### [REQUIRED TASK]
Swap every "Locate" for "Find" in the entries below and repeat them with everything else left as is.

### [Stored entries]
_ _ _

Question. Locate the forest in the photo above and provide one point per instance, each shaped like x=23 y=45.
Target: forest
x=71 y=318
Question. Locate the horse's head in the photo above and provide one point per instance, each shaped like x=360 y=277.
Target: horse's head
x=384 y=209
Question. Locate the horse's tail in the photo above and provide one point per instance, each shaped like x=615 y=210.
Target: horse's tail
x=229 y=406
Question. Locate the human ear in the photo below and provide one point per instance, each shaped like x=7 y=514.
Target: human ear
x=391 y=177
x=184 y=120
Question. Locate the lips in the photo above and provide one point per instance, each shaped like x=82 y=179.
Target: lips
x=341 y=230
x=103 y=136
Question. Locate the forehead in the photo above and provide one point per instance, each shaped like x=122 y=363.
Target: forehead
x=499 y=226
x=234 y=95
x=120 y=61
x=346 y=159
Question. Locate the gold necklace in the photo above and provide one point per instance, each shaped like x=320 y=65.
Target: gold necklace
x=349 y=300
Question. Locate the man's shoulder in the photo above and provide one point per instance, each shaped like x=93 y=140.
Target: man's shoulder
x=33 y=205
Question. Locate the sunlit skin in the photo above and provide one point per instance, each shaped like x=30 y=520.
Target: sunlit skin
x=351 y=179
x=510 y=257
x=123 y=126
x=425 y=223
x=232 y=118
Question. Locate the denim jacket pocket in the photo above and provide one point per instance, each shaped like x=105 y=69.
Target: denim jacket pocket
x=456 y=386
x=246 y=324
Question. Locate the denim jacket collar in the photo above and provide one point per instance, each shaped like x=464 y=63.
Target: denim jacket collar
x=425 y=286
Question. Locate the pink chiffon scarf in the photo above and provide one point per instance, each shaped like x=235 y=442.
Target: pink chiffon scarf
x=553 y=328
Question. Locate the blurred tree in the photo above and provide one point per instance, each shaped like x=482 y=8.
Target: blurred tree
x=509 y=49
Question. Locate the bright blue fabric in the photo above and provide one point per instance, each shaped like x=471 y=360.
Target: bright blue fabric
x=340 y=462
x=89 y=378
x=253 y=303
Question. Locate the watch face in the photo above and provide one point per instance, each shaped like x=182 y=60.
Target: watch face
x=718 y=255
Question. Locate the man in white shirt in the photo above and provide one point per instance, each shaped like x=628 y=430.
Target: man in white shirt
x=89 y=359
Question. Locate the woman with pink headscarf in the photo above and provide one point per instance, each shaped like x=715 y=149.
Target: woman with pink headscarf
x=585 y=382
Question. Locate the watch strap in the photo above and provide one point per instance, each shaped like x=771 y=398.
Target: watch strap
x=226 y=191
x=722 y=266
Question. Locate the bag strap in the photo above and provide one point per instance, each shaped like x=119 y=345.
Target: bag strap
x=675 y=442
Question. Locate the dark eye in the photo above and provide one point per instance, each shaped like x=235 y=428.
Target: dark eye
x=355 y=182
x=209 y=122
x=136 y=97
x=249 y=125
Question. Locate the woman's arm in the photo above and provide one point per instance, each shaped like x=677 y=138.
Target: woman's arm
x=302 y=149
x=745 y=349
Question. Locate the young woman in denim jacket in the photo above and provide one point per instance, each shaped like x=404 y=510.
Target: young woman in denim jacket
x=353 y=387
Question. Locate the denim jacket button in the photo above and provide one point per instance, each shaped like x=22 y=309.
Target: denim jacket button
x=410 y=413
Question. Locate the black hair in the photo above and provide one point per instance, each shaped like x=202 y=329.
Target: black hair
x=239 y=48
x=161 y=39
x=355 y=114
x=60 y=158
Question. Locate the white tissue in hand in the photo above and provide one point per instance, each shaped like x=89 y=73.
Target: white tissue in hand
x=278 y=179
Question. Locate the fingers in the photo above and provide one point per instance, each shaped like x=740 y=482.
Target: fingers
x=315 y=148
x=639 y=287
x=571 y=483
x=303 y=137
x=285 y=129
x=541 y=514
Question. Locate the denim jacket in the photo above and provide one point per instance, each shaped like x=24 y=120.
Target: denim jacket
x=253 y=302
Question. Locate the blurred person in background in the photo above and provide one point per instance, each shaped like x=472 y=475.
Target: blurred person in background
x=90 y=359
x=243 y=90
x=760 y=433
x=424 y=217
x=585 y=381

_ _ _

### [ANSWER TO THE EXERCISE]
Question. Find the forest in the photo above and provide one point per instance, each shaped like x=23 y=45.
Target: forest
x=71 y=318
Question. Find the horse's head in the photo above and provide one point per instance, each shaped like x=360 y=277.
Target: horse's head
x=384 y=209
Question. Find the horse's tail in the photo above and provide one point per instance, each shaped like x=615 y=210.
Target: horse's tail
x=229 y=406
Question. Find the human ear in the photo below and provide one point per instance, each shaped like x=7 y=514.
Target: human ear
x=391 y=177
x=184 y=120
Question. Find the lips in the photo above and provide one point per instance, each shaped like x=82 y=179.
Target: lips
x=341 y=230
x=103 y=136
Question. Find the forehead in the photo above and provide one point per instance, each shaped like x=122 y=363.
Target: forehead
x=499 y=226
x=234 y=95
x=120 y=61
x=346 y=159
Question. Find the gold necklace in the photo above and provide one point per instance, each shaped like x=320 y=65.
Target: gold necklace
x=349 y=300
Question. Find the man's shoulder in the photo above and provide one point per instance, each shaped like x=93 y=140.
Target: man's shoulder
x=33 y=205
Question. Find the sunlit skin in the photo above and provide one point per instance, each shaped like x=30 y=520.
Target: sunlit skin
x=351 y=179
x=510 y=257
x=123 y=126
x=425 y=223
x=232 y=118
Question. Find the denim jacket pocket in the photo above and provide one point per instance, each shaped like x=105 y=69.
Target: denim jacket pocket
x=456 y=386
x=246 y=324
Question. Find the denim jacket collar in the photo above and provide one point per instance, each shaped like x=464 y=63.
Target: denim jacket collar
x=425 y=286
Question. Find the pink chiffon scarf in the photo above and provide one point per instance, each shaped like x=235 y=442.
Target: pink chiffon scarf
x=553 y=328
Question. Find the blurred tree in the photo above and provide one point per instance, each shaped like x=482 y=8.
Target: blurred tree
x=509 y=49
Question. Find the bright blue fabric in the photo above and provide one point per instance, each shaped like x=471 y=360.
Target: bright blue fabric
x=340 y=462
x=89 y=378
x=253 y=303
Question. Find the watch face in the photo above and provide one point per instance, each shaped like x=182 y=60.
Target: watch face
x=718 y=255
Question. Find the man in white shirt in the photo above and provide one point per instance, each shaped like x=628 y=430.
Target: man in white shirt
x=89 y=359
Question. Find the woman with pink headscarf in the photo above and provide one point per instance, each shaped like x=715 y=149.
Target: woman with pink headscarf
x=585 y=382
Question. Find the watch strap in the photo above and provide one point per instance, each shaped like x=771 y=398.
Target: watch strap
x=226 y=191
x=722 y=266
Question. Find the bag strap in the photo above and provide one point per instance, each shaped like x=119 y=345.
Target: bag strap
x=675 y=442
Question. Find the dark eye in the photo above and provide one point per instance, each shaped like x=235 y=428.
Target: dark eye
x=355 y=182
x=209 y=122
x=136 y=97
x=249 y=125
Question. Find the woman's arm in the photo above and provide one point per instance, each shaped like x=677 y=138.
Target: woman's arm
x=302 y=149
x=745 y=349
Question. Find the young woman in denim jacket in the photo above and provide one point per instance, each shaped like x=404 y=510.
Target: young woman in denim jacket
x=353 y=387
Question. Find the denim jacket button in the photo above and provide one point per instance, each shaped like x=22 y=309.
Target: denim jacket button
x=410 y=413
Question. Find the black hair in the photo above and provide one point per instance, each shaped like x=202 y=329.
Target: black hair
x=239 y=48
x=161 y=39
x=355 y=114
x=60 y=158
Question. Find the white tissue in hand in the photo above and provide one point per instance, each shaped like x=89 y=73.
Target: white tissue in hand
x=278 y=179
Question. Find the fingers in the photo above and provide one point per instance, each shaped like x=740 y=482.
Target: fingers
x=315 y=148
x=639 y=287
x=571 y=483
x=303 y=137
x=285 y=129
x=541 y=514
Question. Find the denim jacket in the photo above and provide one point per instance, each shaped like x=24 y=120.
Target: denim jacket
x=253 y=302
Question. Find the blurred person in background in the photo above and provide one point per instance, each shaped like x=472 y=475.
Target: blurred person in background
x=90 y=359
x=243 y=90
x=760 y=433
x=424 y=217
x=585 y=381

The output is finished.